→ **TEXT**:
==*==

Last night, my left wrist hurt really badly. Sharp, searing pain through the joint, bad enough that I put down the project I was working on and started searching for connections between crochet and carpal tunnel syndrome and wrist braces. They’ve been hurting more or less for months now. I didn’t want to stop crocheting. This is a big project and the first one I’ve ever built from scratch (well, as from scratch as any piece of crochet can be, given that, like writing, you’re often doing a variation on a theme that you saw or learned from before) but I could barely hold the fabric and yarn, so I put it down for the night.

I started crocheting last year while I was rehabbing my left elbow that I’d shattered in a fall. I was also looking for a way to distract myself from social media, from my phone, from everything that was taking me away from life around me. I chose crochet because it was something that I had to focus on solely. Especially at first, I couldn’t count stitches even with music playing, and I certainly couldn’t read a news feed or watch a tv show. It helped some, though I often found I would get just as absorbed in making stitch after stitch as I did in doom-scrolling my Twitter feed. At least I didn’t hate the world when I was interrupted from crochet.

Crochet also meant that I was alone in my head a lot more, which put me on the path to writing again, at least a little. I’m still working on improving that, but I have more drafts in the last year than probably in the three previous. I need that enforced silence. But the poems aren’t right yet, though I may have found something in my wrist pain that will at least give me something to think about.

See, when I got up this morning, I picked up my project again, determined to get at least a couple of rows done before I started searching for wrist braces again. But I held everything gingerly, almost falling out of my hands, letting the hook do the work. I relaxed into it, and I realized after a couple of rows that in all my projects lately, I’ve been trying to muscle through, making the stitches really tight. I was building my stress into the project, and the project was feeding that back into my hands, causing them to cramp. But when I gentled my grip, not only did my wrists not hurt, but the stitches came more easily.

The last six months have been a test of letting go for me, of recognizing that I can’t control the world around me, that people I know and love, maybe even me, are going to get sick and die even if they/we take every precaution. But if I hold it all too tightly, I’ll just cramp up and lose what I love. I have to hold things gently. And I think that’s what I need to do with my poems too. I’m holding them too tightly, and not trusting that they’ll stay in my hands if I loosen my grip on them. I don’t know what that’s going to look like yet, but for the first time in a long time, I at least have a sense of how I’m going to approach it.

==*==

(Stored entries)
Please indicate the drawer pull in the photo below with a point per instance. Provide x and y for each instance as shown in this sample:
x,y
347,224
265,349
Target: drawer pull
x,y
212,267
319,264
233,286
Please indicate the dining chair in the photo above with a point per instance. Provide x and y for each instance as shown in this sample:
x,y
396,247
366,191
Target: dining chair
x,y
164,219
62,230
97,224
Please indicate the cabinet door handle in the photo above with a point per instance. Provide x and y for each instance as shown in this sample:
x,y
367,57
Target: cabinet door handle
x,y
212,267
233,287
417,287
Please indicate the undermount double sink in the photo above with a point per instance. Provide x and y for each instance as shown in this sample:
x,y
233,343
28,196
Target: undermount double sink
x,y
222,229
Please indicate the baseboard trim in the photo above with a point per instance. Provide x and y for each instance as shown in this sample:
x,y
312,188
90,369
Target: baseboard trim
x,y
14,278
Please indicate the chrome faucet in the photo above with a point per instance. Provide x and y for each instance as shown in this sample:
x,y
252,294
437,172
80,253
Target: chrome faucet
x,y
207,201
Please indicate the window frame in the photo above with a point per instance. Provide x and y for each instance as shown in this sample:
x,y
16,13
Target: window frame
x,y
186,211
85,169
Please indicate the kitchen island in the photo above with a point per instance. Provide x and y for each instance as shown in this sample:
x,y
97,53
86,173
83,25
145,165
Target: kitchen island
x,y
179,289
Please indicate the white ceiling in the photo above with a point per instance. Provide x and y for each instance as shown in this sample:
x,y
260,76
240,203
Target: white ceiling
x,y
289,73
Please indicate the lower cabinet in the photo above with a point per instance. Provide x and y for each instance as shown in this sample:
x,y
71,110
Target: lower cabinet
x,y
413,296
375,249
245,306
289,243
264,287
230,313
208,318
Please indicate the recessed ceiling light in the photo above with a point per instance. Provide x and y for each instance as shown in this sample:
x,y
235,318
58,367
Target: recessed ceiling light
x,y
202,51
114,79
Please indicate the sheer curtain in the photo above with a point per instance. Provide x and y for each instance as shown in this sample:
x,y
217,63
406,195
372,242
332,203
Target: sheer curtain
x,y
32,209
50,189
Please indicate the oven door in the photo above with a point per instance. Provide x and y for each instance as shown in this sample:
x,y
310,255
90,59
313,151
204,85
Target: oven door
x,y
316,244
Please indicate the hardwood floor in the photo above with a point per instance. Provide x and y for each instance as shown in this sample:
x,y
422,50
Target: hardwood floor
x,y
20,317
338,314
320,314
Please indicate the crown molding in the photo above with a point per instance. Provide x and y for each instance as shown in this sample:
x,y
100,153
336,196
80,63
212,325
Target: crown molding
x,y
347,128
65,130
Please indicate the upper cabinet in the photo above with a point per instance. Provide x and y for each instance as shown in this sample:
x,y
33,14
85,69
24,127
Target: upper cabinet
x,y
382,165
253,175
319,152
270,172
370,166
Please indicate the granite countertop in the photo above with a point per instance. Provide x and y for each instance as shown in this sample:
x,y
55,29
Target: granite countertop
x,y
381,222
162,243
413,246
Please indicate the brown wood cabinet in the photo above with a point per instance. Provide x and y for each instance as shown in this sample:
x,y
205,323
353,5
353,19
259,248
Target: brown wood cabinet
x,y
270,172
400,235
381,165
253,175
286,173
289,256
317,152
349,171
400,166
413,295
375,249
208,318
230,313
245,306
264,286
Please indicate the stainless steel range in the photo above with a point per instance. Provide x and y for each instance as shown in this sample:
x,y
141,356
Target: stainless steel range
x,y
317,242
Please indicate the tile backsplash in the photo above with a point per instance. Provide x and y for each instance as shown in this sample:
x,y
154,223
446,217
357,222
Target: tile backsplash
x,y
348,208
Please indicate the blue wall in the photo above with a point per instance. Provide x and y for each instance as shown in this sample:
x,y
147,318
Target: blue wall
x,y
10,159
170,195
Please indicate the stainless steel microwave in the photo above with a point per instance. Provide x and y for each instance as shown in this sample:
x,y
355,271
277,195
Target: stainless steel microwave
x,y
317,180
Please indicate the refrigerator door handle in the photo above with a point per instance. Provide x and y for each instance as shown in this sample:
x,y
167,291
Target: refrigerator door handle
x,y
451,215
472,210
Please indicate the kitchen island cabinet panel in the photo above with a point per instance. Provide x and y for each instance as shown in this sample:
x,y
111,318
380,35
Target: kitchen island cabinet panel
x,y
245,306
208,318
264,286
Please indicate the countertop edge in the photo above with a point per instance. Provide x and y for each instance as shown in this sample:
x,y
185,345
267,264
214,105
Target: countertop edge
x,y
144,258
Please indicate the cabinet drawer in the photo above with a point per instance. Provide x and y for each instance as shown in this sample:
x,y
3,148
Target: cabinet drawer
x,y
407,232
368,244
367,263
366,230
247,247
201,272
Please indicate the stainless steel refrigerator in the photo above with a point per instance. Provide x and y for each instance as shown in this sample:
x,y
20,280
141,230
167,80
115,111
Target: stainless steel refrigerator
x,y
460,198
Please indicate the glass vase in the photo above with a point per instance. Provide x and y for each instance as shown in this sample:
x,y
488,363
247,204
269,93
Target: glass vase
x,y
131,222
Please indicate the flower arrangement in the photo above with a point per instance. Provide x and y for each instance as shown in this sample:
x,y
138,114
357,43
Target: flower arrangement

==*==

→ **EXERCISE DETAILS**:
Please rewrite the crochet essay between "Last night, my" and "for the night.", inclusive, changing "wrist braces" to "compression sleeves".

→ **EXERCISE ANSWER**:
Last night, my left wrist hurt really badly. Sharp, searing pain through the joint, bad enough that I put down the project I was working on and started searching for connections between crochet and carpal tunnel syndrome and compression sleeves. They’ve been hurting more or less for months now. I didn’t want to stop crocheting. This is a big project and the first one I’ve ever built from scratch (well, as from scratch as any piece of crochet can be, given that, like writing, you’re often doing a variation on a theme that you saw or learned from before) but I could barely hold the fabric and yarn, so I put it down for the night.